INFORMATION SUPPLIED:
* * * * * * * * *

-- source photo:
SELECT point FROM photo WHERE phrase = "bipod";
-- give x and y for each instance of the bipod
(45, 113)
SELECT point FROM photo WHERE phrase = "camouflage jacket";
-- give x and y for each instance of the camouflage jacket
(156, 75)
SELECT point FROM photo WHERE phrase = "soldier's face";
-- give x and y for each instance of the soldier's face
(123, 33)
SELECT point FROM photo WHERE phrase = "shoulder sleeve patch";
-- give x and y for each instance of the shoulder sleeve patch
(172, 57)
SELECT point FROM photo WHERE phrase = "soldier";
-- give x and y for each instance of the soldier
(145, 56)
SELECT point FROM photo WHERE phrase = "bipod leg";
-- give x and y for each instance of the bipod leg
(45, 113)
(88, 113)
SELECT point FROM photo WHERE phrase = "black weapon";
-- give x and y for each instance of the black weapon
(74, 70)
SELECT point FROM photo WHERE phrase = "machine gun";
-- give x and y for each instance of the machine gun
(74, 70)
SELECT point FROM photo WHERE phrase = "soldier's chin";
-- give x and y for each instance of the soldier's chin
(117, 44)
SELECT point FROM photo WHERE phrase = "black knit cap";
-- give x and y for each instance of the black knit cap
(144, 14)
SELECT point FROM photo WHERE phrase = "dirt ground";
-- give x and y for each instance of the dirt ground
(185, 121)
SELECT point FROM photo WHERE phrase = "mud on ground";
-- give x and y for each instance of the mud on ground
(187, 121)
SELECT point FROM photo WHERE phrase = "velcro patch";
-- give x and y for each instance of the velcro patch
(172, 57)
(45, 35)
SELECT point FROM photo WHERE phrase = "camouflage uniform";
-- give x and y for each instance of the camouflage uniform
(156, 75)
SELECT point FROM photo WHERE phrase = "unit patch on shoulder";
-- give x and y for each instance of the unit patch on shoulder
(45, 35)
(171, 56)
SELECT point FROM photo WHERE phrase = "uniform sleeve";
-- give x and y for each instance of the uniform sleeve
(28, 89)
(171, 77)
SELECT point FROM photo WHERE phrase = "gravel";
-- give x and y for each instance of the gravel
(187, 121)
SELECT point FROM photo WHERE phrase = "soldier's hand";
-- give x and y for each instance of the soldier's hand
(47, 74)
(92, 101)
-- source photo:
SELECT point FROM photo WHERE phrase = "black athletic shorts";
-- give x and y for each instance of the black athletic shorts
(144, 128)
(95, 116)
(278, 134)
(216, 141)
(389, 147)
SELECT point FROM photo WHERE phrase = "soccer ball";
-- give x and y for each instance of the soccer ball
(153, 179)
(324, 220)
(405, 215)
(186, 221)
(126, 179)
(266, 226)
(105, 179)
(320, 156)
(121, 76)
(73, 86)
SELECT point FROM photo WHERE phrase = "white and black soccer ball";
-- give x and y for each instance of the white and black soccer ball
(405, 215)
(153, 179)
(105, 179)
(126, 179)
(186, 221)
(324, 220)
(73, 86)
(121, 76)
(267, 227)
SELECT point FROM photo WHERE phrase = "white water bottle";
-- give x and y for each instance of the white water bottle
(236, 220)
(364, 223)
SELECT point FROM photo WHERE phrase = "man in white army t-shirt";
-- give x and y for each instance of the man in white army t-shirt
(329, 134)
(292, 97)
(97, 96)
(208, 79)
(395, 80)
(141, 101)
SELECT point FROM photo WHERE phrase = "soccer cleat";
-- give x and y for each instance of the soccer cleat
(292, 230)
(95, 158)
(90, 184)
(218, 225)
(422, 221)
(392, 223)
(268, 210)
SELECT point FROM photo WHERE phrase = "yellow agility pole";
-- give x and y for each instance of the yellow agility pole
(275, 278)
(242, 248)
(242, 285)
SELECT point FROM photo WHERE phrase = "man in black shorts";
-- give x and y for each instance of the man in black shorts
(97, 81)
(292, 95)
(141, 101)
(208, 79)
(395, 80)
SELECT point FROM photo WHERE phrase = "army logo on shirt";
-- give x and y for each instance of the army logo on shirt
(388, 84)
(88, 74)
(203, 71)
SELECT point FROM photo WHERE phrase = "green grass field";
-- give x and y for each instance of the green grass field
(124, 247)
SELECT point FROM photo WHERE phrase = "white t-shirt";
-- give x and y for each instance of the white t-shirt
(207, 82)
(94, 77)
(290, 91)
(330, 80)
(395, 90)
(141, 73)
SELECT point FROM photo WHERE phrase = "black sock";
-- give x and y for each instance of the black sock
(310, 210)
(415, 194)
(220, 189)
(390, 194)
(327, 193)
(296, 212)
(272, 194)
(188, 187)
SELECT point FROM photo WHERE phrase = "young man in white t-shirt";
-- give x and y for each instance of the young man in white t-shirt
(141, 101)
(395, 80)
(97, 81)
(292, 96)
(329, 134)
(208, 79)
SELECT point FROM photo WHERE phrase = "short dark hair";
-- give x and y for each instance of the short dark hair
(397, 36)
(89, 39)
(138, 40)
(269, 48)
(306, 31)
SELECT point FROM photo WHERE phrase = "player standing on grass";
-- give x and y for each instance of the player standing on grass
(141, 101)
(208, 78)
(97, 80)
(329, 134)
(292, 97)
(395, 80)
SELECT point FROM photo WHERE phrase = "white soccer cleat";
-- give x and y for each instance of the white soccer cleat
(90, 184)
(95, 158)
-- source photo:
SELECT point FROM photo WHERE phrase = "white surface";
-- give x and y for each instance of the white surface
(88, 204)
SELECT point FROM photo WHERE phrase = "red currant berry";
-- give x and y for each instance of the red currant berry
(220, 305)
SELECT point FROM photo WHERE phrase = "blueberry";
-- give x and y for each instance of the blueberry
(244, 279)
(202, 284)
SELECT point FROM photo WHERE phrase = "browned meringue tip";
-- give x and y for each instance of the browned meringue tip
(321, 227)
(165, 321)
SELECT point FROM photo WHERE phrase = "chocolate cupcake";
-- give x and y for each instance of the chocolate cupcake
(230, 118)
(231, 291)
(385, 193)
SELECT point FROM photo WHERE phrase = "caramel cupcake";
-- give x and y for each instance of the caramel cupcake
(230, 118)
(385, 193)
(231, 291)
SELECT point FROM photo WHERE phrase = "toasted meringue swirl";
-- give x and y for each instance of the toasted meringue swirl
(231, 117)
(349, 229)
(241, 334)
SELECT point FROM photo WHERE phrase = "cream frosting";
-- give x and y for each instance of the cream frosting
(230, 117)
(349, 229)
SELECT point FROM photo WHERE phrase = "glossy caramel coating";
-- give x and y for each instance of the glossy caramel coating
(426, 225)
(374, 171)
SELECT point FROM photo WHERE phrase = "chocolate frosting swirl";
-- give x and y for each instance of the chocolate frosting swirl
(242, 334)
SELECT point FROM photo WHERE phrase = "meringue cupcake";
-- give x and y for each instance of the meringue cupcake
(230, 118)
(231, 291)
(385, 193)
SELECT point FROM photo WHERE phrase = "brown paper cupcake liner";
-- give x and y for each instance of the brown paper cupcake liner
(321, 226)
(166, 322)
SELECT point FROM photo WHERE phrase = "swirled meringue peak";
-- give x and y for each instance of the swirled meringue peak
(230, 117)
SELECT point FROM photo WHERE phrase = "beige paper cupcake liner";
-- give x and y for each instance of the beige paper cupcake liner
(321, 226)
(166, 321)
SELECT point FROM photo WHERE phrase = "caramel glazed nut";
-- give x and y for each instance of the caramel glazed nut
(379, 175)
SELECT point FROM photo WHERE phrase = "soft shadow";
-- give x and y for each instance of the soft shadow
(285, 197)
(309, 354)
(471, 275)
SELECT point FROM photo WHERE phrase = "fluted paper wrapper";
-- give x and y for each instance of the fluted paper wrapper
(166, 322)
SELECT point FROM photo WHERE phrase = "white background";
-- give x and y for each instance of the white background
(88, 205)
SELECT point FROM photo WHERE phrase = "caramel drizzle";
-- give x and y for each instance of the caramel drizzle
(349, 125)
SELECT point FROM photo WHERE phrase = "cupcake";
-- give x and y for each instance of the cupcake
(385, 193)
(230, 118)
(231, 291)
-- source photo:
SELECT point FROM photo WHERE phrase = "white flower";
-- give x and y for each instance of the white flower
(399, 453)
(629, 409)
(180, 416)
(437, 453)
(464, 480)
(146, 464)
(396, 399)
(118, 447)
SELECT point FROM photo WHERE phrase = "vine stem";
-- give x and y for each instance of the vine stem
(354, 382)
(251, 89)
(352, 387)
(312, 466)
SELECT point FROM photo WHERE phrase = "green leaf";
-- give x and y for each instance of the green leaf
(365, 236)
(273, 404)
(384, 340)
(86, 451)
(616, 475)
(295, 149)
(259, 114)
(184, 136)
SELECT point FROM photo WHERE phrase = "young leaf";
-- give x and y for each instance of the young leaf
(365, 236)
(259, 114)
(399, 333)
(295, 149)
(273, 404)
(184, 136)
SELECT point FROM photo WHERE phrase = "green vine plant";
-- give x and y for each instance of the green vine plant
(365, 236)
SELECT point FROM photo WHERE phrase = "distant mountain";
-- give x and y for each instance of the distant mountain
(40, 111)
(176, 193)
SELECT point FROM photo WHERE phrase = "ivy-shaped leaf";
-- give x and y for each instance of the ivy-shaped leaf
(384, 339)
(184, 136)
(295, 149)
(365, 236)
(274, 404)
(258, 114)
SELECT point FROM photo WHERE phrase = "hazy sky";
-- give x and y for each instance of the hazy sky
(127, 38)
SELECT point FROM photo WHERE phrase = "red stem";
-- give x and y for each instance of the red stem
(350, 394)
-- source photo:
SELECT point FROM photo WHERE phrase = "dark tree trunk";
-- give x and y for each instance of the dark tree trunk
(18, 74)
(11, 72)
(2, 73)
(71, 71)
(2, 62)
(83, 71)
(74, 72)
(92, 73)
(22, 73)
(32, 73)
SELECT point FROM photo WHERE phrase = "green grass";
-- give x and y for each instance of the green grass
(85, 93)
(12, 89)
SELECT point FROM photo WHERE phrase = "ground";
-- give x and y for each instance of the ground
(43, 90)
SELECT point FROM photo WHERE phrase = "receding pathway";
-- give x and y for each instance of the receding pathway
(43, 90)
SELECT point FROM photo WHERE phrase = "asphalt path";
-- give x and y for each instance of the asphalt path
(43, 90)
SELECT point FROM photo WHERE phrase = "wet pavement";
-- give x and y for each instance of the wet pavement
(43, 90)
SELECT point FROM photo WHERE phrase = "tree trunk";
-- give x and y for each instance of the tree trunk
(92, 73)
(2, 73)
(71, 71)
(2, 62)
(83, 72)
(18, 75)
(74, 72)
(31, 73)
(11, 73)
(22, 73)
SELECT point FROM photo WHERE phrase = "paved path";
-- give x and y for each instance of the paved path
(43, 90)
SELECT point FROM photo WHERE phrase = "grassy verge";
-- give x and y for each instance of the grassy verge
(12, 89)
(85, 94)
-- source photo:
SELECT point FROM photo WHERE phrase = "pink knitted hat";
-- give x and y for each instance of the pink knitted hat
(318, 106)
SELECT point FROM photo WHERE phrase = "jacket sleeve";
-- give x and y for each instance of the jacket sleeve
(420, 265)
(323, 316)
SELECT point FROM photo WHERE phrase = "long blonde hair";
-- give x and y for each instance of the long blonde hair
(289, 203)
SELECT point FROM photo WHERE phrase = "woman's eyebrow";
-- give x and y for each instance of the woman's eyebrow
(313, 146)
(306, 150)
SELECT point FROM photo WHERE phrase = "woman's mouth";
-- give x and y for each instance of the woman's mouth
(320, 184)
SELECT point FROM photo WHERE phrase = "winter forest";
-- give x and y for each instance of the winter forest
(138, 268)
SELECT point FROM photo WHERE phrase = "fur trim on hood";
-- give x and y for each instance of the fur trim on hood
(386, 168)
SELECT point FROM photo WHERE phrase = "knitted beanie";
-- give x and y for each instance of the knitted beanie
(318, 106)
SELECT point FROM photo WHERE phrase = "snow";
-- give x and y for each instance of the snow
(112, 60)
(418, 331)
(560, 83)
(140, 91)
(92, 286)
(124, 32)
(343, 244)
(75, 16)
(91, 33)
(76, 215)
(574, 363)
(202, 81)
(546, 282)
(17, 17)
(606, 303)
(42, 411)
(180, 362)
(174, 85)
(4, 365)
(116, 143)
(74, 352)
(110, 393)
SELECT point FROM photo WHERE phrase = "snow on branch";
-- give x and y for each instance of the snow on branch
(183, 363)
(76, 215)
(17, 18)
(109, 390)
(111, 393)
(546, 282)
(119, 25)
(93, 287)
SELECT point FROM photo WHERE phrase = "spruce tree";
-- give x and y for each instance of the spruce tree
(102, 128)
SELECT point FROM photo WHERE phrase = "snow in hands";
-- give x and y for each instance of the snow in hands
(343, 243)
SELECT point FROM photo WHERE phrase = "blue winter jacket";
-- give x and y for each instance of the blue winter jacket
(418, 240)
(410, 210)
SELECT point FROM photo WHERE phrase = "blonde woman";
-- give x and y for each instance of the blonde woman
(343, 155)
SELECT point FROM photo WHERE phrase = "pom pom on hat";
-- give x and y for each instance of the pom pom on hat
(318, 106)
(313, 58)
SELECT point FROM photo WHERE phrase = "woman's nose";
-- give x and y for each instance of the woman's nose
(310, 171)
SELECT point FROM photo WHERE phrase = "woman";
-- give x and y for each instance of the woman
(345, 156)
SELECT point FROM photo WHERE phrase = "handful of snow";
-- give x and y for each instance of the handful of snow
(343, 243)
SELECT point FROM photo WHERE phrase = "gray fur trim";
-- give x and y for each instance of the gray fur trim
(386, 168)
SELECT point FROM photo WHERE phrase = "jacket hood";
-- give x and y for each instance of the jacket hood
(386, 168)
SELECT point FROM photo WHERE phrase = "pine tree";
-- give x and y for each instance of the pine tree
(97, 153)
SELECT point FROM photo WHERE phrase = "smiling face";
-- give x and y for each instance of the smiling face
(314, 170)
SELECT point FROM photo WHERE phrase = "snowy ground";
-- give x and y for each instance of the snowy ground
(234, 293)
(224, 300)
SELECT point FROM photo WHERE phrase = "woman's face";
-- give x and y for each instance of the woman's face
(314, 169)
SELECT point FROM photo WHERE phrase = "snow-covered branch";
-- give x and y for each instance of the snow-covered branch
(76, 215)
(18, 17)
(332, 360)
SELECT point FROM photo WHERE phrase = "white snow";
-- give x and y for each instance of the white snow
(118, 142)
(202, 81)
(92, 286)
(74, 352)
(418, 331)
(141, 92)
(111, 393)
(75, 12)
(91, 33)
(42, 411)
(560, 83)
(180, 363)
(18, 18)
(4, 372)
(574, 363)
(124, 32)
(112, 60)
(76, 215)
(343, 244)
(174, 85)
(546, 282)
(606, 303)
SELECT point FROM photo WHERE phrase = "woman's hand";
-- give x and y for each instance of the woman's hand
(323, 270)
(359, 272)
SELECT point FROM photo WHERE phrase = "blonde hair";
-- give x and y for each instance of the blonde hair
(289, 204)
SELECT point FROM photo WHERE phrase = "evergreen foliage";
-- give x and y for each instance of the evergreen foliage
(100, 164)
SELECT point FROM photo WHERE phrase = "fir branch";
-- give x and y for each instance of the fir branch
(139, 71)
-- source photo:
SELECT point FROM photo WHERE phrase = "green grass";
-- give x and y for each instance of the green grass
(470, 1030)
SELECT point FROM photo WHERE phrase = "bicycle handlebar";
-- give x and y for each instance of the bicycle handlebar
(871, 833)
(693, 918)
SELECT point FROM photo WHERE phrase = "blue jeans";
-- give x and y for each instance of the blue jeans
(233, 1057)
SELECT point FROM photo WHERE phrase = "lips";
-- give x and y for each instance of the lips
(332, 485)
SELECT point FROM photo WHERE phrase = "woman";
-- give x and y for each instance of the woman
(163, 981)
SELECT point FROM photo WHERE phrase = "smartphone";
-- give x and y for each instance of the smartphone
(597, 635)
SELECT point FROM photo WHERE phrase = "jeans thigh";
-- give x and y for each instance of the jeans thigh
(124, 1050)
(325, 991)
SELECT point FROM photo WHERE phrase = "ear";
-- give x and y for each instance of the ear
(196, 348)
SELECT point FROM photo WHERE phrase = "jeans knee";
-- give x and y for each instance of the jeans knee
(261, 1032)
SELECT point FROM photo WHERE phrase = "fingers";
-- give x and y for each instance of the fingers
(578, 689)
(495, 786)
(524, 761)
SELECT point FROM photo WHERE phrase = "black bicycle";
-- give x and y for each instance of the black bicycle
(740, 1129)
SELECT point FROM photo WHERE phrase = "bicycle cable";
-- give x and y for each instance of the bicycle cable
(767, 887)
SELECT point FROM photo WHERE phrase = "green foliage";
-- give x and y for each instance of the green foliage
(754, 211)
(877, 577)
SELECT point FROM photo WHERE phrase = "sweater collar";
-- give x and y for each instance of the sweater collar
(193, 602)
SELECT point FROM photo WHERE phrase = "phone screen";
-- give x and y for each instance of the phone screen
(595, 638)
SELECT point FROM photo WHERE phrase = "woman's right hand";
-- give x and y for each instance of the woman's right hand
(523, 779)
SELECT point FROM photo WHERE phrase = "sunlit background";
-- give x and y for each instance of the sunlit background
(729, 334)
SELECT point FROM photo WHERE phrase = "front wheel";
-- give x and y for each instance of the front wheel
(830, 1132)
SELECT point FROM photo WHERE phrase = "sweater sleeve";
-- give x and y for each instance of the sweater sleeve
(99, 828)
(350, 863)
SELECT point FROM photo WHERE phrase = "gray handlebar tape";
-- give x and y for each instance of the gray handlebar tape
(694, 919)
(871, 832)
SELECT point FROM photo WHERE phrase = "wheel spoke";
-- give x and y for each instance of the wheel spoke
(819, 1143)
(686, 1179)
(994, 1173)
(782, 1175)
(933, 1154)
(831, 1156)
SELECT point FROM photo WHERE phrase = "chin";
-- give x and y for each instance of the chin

* * * * * * * * *

WHAT YOU WILL DO: Quote the line that contains "-- give x and y for each instance of the wheel" and each line after it through the end of the data, exactly, leaving out everything else.

TASK OUTPUT:
-- give x and y for each instance of the wheel spoke
(819, 1143)
(686, 1179)
(994, 1173)
(782, 1175)
(933, 1154)
(831, 1156)
SELECT point FROM photo WHERE phrase = "chin";
-- give x and y for each instance of the chin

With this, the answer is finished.